START Exercise passage

“Objects do not go into their concepts without leaving a remainder.” I enjoy this quote from Theodor Adorno. For me at least, this quote induces a contemplative pondering, since I spend a lot of time in my work drawing on concepts. Objects do leave behind something of their being that cannot be easily conceptualized.
Let’s take as our example the SARS CoV-2 virus. The virus is made up of other objects—the nucleocapsid (N) protein, the stalk spine (S) protein, and the RNA. Or we may think of the virus, not as a single entity made up of N and S proteins and RNA, but as the activity of multiple viruses together acting in some, unbeknownst-to-us, evolutionary process. Our units of conceptual analysis—the ‘objects’—matter, but even if we know at what level our unit of analysis confronts the ‘objects,’ we also find that the reality of the thing does not fit easily to our concepts. And so, “[o]bjects do not go into their concepts without leaving a remainder.”
The same holds not just for objects like viruses, but for any problems facing the world, which our communities, our governments, and our universities are supposedly designed to address. Yet, the realities of our problems do not organize themselves according to public health strategies, or governmental agencies, or university departmental structures. Reality exceeds our thinking of it, and making it worse is the way our thinking itself is structured to our institutional functioning and not the realities of our problems.

END Exercise passage

Exercise set:
a – Reproduce word for word the stretch of the passage on objects and concepts from "The same holds" through "of our problems.".
b – According to the passage on objects and concepts, what other objects make up the SARS CoV-2 virus?

START Supplied information

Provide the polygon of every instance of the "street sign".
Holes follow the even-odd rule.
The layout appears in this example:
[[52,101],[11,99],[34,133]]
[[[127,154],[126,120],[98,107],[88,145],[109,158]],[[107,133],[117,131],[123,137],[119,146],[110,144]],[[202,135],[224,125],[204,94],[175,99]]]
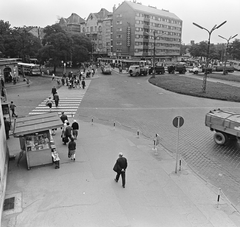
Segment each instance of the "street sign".
[[183,126],[184,119],[181,116],[177,116],[173,119],[173,126],[176,128],[180,128]]

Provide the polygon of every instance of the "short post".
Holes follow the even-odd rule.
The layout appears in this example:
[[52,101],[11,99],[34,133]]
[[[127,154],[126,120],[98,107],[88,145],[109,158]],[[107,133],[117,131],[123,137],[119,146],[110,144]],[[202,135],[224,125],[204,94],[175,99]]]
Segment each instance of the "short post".
[[139,130],[137,130],[137,138],[139,138]]
[[221,194],[221,188],[218,189],[217,208],[218,208],[219,202],[220,202],[220,194]]
[[153,140],[153,150],[156,150],[156,140]]

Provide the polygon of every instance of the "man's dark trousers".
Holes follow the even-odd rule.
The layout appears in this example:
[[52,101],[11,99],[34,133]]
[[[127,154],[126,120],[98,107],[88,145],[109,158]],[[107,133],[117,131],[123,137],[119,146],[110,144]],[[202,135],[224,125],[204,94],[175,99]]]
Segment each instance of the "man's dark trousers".
[[122,177],[122,186],[125,187],[125,171],[121,171],[121,172],[117,172],[117,176],[116,176],[116,182],[118,182],[119,177]]

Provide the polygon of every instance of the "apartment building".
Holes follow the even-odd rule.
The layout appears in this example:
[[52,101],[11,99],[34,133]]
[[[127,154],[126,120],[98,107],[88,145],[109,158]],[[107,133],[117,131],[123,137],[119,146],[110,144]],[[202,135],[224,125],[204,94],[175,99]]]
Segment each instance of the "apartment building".
[[82,33],[91,40],[95,59],[107,56],[111,52],[112,13],[103,8],[98,13],[90,13]]
[[113,11],[112,55],[171,61],[180,55],[182,20],[167,10],[124,1]]

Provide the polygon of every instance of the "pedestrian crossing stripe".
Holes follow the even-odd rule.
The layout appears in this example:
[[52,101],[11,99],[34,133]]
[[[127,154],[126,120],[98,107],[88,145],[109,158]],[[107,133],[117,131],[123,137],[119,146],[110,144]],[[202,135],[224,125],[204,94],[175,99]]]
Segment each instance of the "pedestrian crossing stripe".
[[43,113],[51,111],[51,112],[57,112],[58,115],[61,115],[61,113],[64,112],[68,117],[74,117],[82,99],[83,99],[83,97],[63,98],[59,101],[58,107],[56,107],[55,104],[53,103],[53,106],[50,110],[50,108],[48,106],[46,106],[46,101],[47,101],[47,98],[46,98],[37,107],[35,107],[35,109],[33,109],[29,113],[29,115],[43,114]]
[[[89,88],[91,80],[86,80],[85,89],[68,89],[67,86],[62,86],[57,90],[60,97],[58,107],[53,103],[52,108],[46,106],[48,98],[44,99],[37,107],[35,107],[29,115],[43,114],[48,112],[56,112],[60,116],[64,112],[68,117],[74,117],[76,114],[82,99]],[[50,95],[52,97],[52,95]],[[49,96],[48,96],[49,97]]]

END Supplied information

Answers for each item:
a –
The same holds not just for objects like viruses, but for any problems facing the world, which our communities, our governments, and our universities are supposedly designed to address. Yet, the realities of our problems do not organize themselves according to public health strategies, or governmental agencies, or university departmental structures. Reality exceeds our thinking of it, and making it worse is the way our thinking itself is structured to our institutional functioning and not the realities of our problems.

b – The nucleocapsid (N) protein, the stalk spine (S) protein, and the RNA.